◆ **Goal of the exercise**
Please rewrite the records below with each "rock" swapped for "stone" and everything else left unchanged. Leave the pictures out of your answer.
***** Data rows
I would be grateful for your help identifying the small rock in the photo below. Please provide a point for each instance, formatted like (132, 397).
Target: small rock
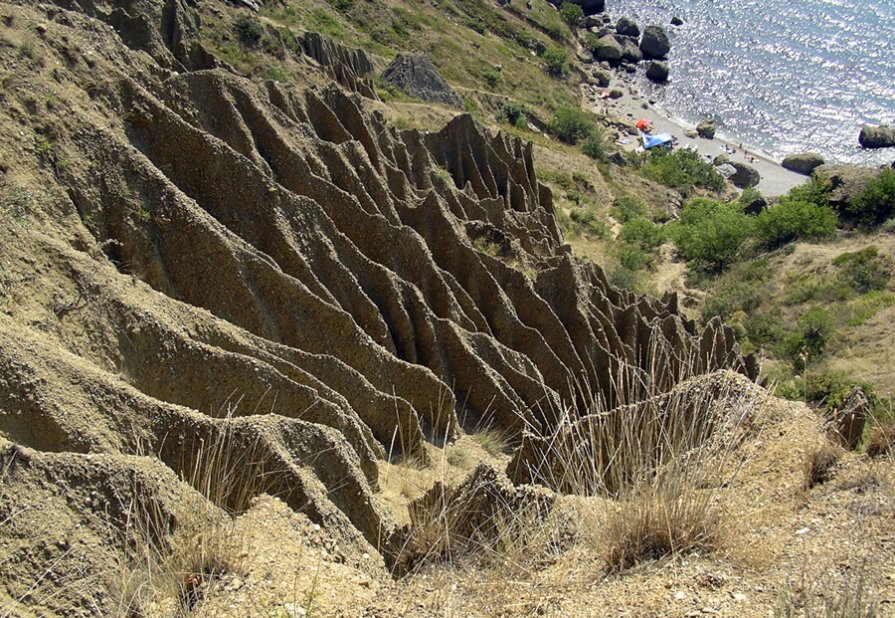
(654, 43)
(627, 27)
(657, 72)
(707, 128)
(803, 162)
(882, 136)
**********
◆ **Exercise answer**
I would be grateful for your help identifying the small stone in the photo below. Please provide a point for each instance, formatted like (132, 397).
Target: small stone
(654, 43)
(627, 27)
(657, 72)
(707, 128)
(803, 162)
(882, 136)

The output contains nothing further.